STATED GOAL 1 – In the passage on Section 2255 motions, when may a district court summarily dismiss such a motion without a hearing?
STATED GOAL 2 – Continue the passage on Section 2255 motions, picking up after its final heading.

***** READING PASSAGE *****

A prisoner in custody pursuant to a sentence imposed by a federal court who believes "that the sentence was imposed in violation of the Constitution or laws of the United States . . . or is otherwise subject to collateral attack, may move the court which imposed the sentence to vacate, set aside or correct the sentence." 28 U.S.C.§ 2255. The district court is given discretion in determining whether to hold an evidentiary hearing on a prisoner's motion under Section 2255. See Gov't of the Virgin Islands v. Forte, 865 F.2d 59, 62 (3d Cir. 1989). In exercising that discretion, the Court must decide whether the petitioner's claims, if proven, would entitle petitioner to relief and then consider whether an evidentiary hearing is needed to determine the truth of the allegations. See Gov't of the Virgin Islands v. Weatherwax, 20 F.3d 572, 574 (3d. Cir. 1994). Accordingly, a district court may summarily dismiss a motion brought under Section 2255 without a hearing where the "motion, files, and records, 'show conclusively that the movant is not entitled to relief.'" United States v. Nahodil, 36 F.3d 323, 326 (3d Cir. 1994) (quoting United States v. Day, 969 F.2d 39, 41-42 (3d Cir. 1992)). See also Forte, 865 F.2d at 62. For reasons outlined below, the Court finds an evidentiary hearing is not warranted because the record demonstrates that Petitioner is not entitled to the relief sought.

IV. DISCUSSION

A. Speedy Trial Act, 18 U.S.C. § 3161 et. seq.

***** ROWS *****

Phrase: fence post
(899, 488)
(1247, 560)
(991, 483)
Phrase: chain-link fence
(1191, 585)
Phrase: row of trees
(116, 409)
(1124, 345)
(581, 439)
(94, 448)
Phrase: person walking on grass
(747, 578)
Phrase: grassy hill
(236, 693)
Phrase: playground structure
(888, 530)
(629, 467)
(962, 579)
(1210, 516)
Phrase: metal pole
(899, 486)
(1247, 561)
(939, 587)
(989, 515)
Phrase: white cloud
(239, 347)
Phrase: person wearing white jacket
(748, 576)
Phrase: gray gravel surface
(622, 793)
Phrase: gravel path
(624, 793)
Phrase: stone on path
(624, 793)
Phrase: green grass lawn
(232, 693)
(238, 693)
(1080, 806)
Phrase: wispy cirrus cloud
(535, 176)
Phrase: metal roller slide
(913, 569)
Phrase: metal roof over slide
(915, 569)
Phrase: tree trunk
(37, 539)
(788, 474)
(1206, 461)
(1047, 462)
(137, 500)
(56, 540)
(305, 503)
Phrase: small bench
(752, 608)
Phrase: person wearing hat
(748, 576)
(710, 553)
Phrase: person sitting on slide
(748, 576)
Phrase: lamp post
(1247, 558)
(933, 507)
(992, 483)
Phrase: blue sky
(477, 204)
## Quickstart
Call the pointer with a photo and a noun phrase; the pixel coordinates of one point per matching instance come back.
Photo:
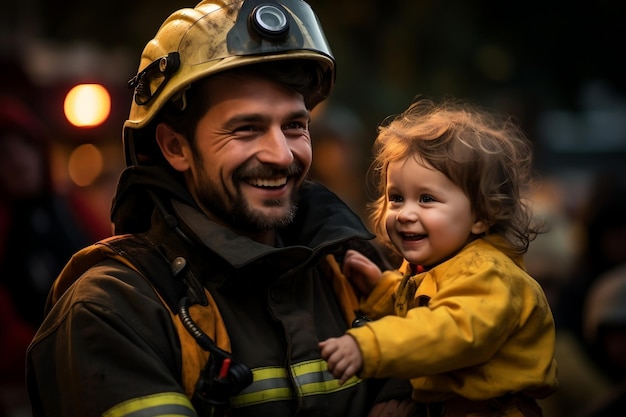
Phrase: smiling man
(220, 282)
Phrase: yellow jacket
(485, 329)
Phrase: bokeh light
(87, 105)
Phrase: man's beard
(240, 214)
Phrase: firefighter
(222, 276)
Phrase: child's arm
(343, 357)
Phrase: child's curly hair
(487, 156)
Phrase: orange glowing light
(87, 105)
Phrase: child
(472, 330)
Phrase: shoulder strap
(148, 260)
(135, 251)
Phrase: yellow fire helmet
(216, 36)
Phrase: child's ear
(479, 227)
(172, 146)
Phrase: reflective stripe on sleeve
(168, 403)
(274, 384)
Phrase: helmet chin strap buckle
(160, 69)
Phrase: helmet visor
(261, 27)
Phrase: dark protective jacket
(112, 344)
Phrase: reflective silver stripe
(274, 384)
(172, 404)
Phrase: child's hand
(343, 357)
(361, 271)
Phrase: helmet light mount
(269, 21)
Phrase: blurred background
(556, 66)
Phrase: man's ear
(172, 146)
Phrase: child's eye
(394, 198)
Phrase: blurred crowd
(42, 223)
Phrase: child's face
(428, 218)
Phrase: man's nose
(275, 148)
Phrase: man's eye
(246, 128)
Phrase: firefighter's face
(252, 152)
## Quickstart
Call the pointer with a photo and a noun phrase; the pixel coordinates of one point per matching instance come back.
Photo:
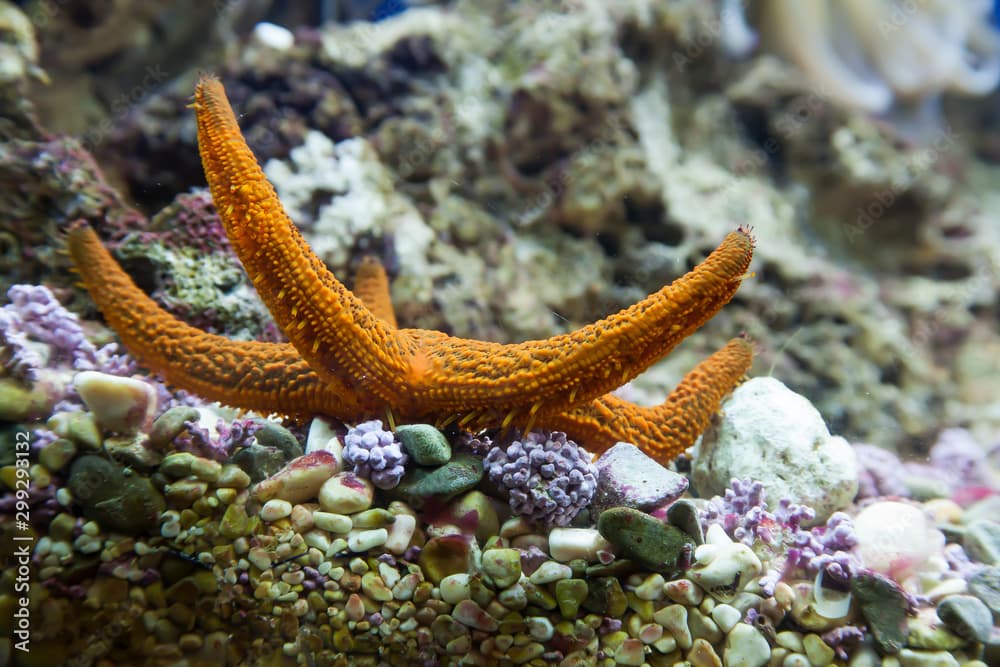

*****

EXPECTED ANSWER 1 – When the motion, files, and records show conclusively that the movant is not entitled to relief.

EXPECTED ANSWER 2 –
Petitioner alleges that the Speedy Trial Act of 1974 (the "Act") was violated when he did not go to trial within seventy days after he was indicted. The Act provides that in "any case in which a plea of not guilty is entered, the trial . . . shall commence within seventy days" from the last date of: (1) the "filing date" of the information or indictment or (2) the defendant's initial appearance before a judicial officer (i.e., the arraignment). 18 U.S.C. § 3161(c)(1). If the seventy days are exceeded, the indictment must be dismissed. 18 U.S.C. § 3162(a)(2). Such dismissal may be with or without prejudice at the court's discretion. Id.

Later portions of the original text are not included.